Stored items
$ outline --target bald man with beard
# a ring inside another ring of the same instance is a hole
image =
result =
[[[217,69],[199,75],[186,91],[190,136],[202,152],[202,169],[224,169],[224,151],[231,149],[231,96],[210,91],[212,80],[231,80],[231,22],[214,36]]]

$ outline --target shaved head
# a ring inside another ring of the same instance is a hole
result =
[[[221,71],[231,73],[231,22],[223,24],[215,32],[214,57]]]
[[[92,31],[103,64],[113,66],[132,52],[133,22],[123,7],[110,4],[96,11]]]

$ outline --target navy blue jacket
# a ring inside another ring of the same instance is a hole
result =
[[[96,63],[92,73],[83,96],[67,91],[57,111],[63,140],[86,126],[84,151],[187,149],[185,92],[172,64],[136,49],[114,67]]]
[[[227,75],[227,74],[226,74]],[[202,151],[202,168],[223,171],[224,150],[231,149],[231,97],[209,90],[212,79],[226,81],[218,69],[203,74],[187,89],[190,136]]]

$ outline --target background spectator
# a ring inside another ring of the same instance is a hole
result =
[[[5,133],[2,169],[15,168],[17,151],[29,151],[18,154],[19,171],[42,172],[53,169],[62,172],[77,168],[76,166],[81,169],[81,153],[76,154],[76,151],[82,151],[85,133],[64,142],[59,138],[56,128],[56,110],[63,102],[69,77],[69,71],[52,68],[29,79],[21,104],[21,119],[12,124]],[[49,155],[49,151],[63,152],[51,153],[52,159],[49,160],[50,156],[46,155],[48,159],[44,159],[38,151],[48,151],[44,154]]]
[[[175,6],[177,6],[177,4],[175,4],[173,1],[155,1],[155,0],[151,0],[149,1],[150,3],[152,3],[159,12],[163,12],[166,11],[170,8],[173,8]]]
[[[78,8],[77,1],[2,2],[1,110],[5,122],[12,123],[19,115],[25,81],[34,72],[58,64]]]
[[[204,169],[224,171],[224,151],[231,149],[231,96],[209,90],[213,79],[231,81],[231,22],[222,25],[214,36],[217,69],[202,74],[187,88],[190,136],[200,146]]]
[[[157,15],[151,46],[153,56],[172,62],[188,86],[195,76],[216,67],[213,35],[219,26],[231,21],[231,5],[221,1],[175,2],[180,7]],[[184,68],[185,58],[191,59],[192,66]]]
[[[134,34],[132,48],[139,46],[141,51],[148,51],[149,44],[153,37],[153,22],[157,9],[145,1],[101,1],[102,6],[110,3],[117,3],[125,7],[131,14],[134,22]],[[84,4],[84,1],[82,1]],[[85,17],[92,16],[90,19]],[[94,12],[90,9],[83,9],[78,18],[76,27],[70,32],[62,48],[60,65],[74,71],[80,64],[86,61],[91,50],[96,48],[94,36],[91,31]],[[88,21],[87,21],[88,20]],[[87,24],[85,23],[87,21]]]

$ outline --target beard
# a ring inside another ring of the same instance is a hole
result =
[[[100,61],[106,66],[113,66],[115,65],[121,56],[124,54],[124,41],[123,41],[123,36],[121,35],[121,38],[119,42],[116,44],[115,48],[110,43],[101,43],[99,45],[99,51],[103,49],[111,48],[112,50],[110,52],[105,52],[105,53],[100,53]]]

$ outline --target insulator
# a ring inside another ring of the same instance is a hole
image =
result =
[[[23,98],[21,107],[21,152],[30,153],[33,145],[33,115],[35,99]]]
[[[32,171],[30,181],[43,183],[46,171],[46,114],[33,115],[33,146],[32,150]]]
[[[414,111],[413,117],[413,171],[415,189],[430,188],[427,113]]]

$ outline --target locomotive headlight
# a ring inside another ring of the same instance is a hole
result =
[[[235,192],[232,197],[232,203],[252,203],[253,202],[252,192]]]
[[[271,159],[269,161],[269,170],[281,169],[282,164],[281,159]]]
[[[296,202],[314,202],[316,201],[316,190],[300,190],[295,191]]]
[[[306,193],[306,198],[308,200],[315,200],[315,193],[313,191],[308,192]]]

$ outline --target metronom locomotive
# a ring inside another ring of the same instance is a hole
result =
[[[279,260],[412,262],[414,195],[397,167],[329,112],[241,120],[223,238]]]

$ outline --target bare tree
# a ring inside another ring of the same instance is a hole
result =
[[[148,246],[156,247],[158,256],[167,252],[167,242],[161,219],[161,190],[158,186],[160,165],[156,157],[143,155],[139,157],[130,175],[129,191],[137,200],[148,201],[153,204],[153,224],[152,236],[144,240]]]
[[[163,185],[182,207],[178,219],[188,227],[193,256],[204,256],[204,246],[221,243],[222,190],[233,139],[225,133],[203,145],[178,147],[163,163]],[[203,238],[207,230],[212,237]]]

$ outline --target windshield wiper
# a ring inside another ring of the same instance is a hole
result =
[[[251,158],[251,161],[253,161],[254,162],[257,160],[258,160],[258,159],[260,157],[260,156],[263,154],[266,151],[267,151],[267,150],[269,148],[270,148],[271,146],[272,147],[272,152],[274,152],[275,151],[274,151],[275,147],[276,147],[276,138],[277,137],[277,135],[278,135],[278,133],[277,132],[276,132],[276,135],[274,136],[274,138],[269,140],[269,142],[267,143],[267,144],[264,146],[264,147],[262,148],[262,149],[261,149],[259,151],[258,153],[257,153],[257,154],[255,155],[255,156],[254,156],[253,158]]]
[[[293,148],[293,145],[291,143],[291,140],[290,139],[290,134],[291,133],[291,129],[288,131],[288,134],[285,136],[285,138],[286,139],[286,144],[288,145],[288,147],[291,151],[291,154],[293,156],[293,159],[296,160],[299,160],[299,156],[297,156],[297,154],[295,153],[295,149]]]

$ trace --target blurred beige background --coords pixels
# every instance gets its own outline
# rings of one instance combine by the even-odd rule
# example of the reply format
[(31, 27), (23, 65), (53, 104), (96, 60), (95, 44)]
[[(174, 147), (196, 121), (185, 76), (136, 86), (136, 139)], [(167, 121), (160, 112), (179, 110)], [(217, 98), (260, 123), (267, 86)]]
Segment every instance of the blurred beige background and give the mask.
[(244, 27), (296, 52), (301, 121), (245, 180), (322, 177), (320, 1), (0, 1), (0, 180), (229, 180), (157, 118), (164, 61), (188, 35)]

What the task asks
Copy out the entries above exactly, beginning at the line that contains "outline --target beard" and ending with the line that contains "[[[414,111],[413,117],[413,171],[415,189],[430,188],[427,113]]]", both included.

Answer for this exercise
$ outline --target beard
# a ring inside another ring of the same instance is a hole
result =
[[[100,61],[106,66],[113,66],[115,65],[121,56],[124,54],[124,41],[123,41],[123,36],[121,35],[121,38],[119,42],[116,44],[115,48],[110,43],[101,43],[99,45],[99,51],[103,49],[111,48],[112,50],[110,52],[105,52],[105,53],[100,53]]]

$ outline --target insulator
# a ring inside another ring of the same instance is a hole
image =
result =
[[[23,98],[21,107],[21,152],[30,153],[33,145],[33,115],[35,99]]]
[[[32,171],[30,181],[43,183],[46,171],[46,114],[33,115],[33,146],[32,150]]]
[[[414,111],[413,117],[413,171],[415,189],[430,188],[427,113]]]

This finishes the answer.